REQUIRED WORK: Would it be possible to quote, exactly and in full, the lines from the one with "Teacher note: please indicate the estuary" through the end of the entries below?

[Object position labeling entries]
* * * * * * * * *

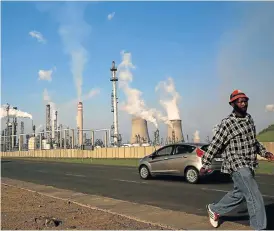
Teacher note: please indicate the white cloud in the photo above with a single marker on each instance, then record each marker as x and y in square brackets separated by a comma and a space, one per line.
[269, 107]
[111, 16]
[46, 75]
[36, 34]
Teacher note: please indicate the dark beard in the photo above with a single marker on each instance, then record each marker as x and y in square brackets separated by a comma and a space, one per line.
[239, 111]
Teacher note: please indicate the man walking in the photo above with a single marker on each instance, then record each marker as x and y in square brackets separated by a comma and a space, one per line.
[236, 139]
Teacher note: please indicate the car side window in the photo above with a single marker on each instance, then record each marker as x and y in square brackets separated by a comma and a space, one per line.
[164, 151]
[184, 149]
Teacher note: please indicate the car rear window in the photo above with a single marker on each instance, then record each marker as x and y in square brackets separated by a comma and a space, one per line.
[205, 147]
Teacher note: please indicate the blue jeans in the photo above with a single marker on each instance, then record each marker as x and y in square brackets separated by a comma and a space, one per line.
[245, 187]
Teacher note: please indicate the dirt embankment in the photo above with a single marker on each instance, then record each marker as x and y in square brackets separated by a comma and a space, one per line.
[27, 210]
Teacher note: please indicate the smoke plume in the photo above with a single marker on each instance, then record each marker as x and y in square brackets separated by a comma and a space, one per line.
[170, 103]
[134, 104]
[14, 113]
[269, 107]
[74, 32]
[196, 136]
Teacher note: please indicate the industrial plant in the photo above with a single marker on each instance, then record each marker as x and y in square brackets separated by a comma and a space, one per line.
[54, 135]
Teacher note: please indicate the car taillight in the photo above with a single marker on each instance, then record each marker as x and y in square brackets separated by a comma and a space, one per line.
[199, 152]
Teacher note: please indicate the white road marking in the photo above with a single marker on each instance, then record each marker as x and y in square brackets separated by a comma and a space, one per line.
[130, 181]
[42, 171]
[264, 183]
[219, 190]
[69, 174]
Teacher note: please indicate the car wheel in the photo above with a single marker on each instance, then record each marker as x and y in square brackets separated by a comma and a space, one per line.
[144, 172]
[192, 175]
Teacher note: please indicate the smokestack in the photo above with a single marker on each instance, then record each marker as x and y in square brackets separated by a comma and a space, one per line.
[48, 123]
[80, 123]
[196, 137]
[139, 132]
[175, 133]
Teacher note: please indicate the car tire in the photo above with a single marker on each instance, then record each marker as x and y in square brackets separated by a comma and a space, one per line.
[144, 172]
[192, 175]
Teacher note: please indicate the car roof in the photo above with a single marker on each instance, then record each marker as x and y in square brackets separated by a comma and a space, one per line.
[200, 144]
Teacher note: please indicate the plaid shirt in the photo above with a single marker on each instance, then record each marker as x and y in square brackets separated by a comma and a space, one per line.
[236, 140]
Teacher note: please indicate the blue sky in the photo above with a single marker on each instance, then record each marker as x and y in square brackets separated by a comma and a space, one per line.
[208, 48]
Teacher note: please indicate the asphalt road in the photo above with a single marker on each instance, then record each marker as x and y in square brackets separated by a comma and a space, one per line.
[124, 183]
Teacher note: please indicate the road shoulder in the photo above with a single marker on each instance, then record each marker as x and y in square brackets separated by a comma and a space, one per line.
[167, 219]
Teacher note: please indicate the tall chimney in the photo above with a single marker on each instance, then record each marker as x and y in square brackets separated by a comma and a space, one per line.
[139, 132]
[175, 133]
[80, 122]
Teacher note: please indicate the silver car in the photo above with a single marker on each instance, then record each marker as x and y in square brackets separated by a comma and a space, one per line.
[178, 159]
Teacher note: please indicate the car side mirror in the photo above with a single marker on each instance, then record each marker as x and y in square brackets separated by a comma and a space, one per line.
[153, 155]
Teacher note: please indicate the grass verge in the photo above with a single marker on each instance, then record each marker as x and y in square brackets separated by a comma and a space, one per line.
[265, 167]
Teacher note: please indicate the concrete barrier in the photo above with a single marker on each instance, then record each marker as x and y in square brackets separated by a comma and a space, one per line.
[122, 152]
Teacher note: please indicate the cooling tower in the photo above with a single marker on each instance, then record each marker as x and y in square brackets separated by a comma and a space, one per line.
[139, 131]
[80, 123]
[175, 134]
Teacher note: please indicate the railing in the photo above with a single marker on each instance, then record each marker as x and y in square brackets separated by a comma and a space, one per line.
[121, 152]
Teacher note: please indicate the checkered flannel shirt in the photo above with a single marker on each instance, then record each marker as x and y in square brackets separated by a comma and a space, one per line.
[236, 140]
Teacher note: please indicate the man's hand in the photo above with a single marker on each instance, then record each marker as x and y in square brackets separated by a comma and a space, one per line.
[269, 156]
[203, 171]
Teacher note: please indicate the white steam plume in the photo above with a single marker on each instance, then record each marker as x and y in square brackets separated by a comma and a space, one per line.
[170, 104]
[36, 34]
[134, 105]
[196, 136]
[269, 107]
[74, 32]
[14, 113]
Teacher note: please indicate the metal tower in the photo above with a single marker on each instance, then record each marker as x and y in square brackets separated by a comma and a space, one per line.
[22, 127]
[48, 124]
[114, 108]
[55, 127]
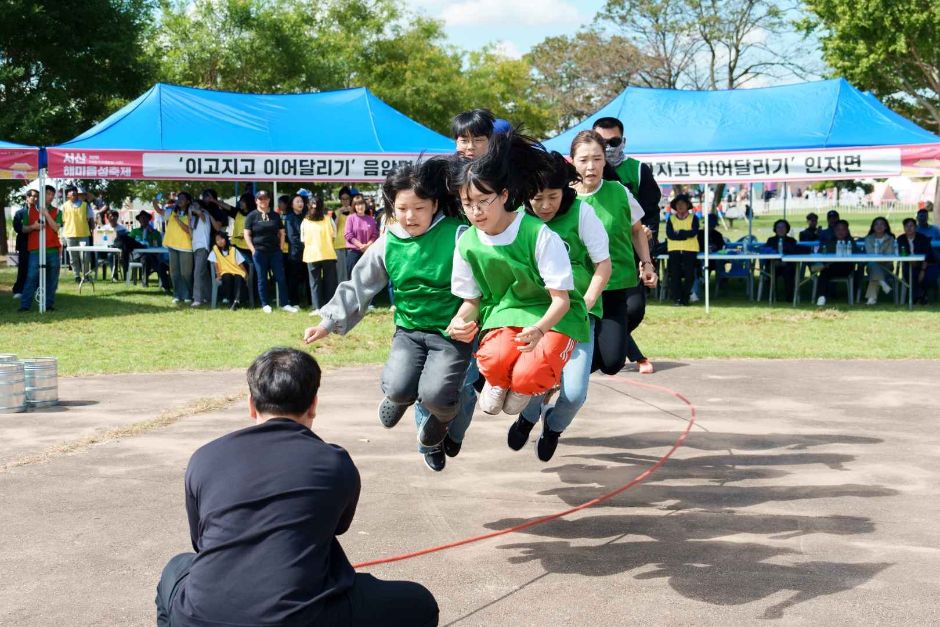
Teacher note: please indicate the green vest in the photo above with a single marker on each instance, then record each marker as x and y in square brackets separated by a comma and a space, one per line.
[420, 270]
[629, 173]
[582, 267]
[612, 206]
[512, 291]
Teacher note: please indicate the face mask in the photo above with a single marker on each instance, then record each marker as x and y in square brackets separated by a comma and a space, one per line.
[614, 154]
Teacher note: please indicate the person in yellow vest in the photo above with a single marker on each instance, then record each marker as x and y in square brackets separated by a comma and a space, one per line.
[339, 240]
[682, 243]
[230, 271]
[179, 240]
[77, 223]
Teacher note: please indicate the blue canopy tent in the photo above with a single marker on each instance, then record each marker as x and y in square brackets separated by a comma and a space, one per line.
[173, 132]
[824, 130]
[821, 130]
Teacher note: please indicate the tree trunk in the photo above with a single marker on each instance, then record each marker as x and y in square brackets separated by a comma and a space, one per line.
[4, 249]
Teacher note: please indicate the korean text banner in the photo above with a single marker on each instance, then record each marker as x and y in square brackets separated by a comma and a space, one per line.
[219, 166]
[17, 163]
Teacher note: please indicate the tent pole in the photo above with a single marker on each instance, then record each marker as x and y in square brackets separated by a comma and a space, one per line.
[705, 214]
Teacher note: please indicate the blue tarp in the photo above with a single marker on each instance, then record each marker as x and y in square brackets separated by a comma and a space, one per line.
[821, 114]
[173, 118]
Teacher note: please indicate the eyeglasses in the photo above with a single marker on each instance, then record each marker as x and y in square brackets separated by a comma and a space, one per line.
[480, 206]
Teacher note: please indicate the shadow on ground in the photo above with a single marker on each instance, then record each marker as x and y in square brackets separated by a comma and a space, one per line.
[689, 544]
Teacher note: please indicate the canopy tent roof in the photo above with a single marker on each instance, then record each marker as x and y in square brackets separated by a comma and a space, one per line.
[808, 121]
[183, 132]
[18, 161]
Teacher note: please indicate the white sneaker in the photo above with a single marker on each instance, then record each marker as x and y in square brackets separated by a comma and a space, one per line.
[492, 399]
[515, 402]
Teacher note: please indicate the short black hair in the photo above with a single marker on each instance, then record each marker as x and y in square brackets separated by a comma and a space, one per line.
[473, 123]
[608, 122]
[283, 381]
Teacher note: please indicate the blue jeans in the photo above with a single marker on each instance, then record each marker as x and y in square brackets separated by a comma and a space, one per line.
[275, 263]
[32, 278]
[573, 393]
[467, 403]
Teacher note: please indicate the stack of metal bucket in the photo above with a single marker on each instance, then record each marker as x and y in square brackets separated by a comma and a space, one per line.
[27, 383]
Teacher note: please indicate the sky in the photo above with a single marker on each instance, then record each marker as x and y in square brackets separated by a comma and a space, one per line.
[514, 25]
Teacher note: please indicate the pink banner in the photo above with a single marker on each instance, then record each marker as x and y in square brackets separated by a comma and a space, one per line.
[19, 163]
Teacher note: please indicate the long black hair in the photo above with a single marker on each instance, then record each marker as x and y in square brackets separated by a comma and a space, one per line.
[428, 179]
[515, 162]
[561, 176]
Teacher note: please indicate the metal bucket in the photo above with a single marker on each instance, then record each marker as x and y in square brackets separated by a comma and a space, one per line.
[12, 388]
[42, 382]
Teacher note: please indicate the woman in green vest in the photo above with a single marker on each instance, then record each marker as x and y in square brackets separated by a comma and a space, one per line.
[416, 253]
[588, 249]
[514, 275]
[621, 216]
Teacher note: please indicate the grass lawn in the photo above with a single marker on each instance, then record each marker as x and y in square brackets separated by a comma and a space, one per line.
[132, 329]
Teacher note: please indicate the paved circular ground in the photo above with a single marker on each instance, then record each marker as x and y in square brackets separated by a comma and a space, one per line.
[806, 493]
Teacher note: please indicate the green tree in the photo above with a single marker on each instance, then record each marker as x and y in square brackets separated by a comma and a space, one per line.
[577, 75]
[886, 46]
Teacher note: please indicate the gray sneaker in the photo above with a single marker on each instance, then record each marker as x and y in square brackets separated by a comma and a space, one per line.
[390, 413]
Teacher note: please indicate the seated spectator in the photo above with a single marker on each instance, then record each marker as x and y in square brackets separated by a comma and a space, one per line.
[839, 270]
[781, 242]
[925, 273]
[265, 506]
[925, 228]
[230, 271]
[879, 241]
[828, 234]
[811, 232]
[146, 236]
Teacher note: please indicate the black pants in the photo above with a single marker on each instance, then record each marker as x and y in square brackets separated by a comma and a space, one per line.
[370, 602]
[681, 274]
[322, 281]
[830, 272]
[22, 266]
[233, 288]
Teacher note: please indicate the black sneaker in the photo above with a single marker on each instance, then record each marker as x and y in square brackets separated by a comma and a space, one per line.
[519, 433]
[451, 448]
[432, 432]
[435, 459]
[390, 413]
[547, 444]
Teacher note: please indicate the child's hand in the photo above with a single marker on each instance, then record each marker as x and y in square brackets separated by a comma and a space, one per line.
[314, 334]
[529, 337]
[461, 330]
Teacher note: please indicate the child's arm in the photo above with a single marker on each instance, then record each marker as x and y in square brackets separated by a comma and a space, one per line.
[529, 336]
[351, 301]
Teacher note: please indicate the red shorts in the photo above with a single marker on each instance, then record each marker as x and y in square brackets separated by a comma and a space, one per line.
[503, 365]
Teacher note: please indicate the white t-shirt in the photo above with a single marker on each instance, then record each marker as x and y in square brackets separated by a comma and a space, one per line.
[551, 257]
[592, 232]
[636, 211]
[201, 231]
[239, 258]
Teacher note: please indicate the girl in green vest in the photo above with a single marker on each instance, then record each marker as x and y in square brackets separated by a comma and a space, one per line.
[416, 254]
[621, 216]
[587, 243]
[514, 275]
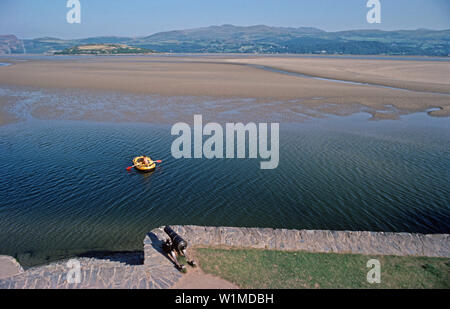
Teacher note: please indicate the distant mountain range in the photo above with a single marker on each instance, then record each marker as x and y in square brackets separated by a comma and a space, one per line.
[258, 39]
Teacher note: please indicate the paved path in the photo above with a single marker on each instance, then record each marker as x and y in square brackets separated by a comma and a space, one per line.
[111, 272]
[157, 271]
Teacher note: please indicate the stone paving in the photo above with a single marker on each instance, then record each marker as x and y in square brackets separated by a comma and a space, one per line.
[367, 243]
[157, 271]
[107, 272]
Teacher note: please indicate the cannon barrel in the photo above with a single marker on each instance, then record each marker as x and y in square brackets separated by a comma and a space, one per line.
[179, 243]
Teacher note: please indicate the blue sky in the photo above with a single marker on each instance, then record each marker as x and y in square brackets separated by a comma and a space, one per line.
[37, 18]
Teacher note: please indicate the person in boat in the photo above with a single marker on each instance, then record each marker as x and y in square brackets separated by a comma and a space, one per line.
[146, 160]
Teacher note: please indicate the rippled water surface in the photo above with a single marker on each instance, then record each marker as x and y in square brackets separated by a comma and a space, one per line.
[64, 188]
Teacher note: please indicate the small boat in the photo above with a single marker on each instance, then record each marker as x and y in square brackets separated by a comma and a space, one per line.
[139, 164]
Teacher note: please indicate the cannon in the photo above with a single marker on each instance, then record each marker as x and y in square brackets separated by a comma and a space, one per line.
[176, 245]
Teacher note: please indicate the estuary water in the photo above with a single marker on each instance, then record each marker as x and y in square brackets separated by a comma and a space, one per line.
[64, 188]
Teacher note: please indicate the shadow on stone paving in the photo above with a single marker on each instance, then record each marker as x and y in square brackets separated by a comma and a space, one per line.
[126, 257]
[157, 245]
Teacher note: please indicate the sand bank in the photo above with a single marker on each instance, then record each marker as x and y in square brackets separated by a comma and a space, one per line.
[229, 78]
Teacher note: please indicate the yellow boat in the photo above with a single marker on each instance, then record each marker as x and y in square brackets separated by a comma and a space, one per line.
[139, 164]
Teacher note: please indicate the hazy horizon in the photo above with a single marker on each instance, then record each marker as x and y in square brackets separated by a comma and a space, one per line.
[272, 26]
[29, 19]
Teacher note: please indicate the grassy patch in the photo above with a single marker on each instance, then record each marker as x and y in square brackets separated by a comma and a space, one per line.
[254, 268]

* * * * * * * * *

SOLVED EXERCISE:
Teacher note: please indicate the estuary water in the photo above with a single marker on each instance, then record each marker as x and y in square brackets separated by a comma and a space, one per line.
[64, 188]
Teacher note: please indicate the shadow on stone paving in the photo above with a single marker on each instance, then record each marker as x and y in square brackets separated by a comma and a space, one per line.
[126, 257]
[157, 245]
Teacher note: please indicate the sand bank in the photo above with a single marker on each instance, then record each marker as x and y in square brackets separated by a comma and a space, one per line.
[229, 78]
Teacher note: please indicate the yellow boat in the photo above with a single marker on each instance, then record each marker as x and y in square brackets separated by a comma and a space, one per line.
[139, 164]
Teacher note: please indicate the hazy horizon in the photo above with a single marker on each instance, then record each marker as x and y in square brackets separated by a comma and a space, one per line.
[272, 26]
[29, 19]
Teacher note: please indicate the grassy patch in the photo above with a single marker on each instance, then record each marker as x and y in square brackets separated by a comma and a space, one per line.
[254, 268]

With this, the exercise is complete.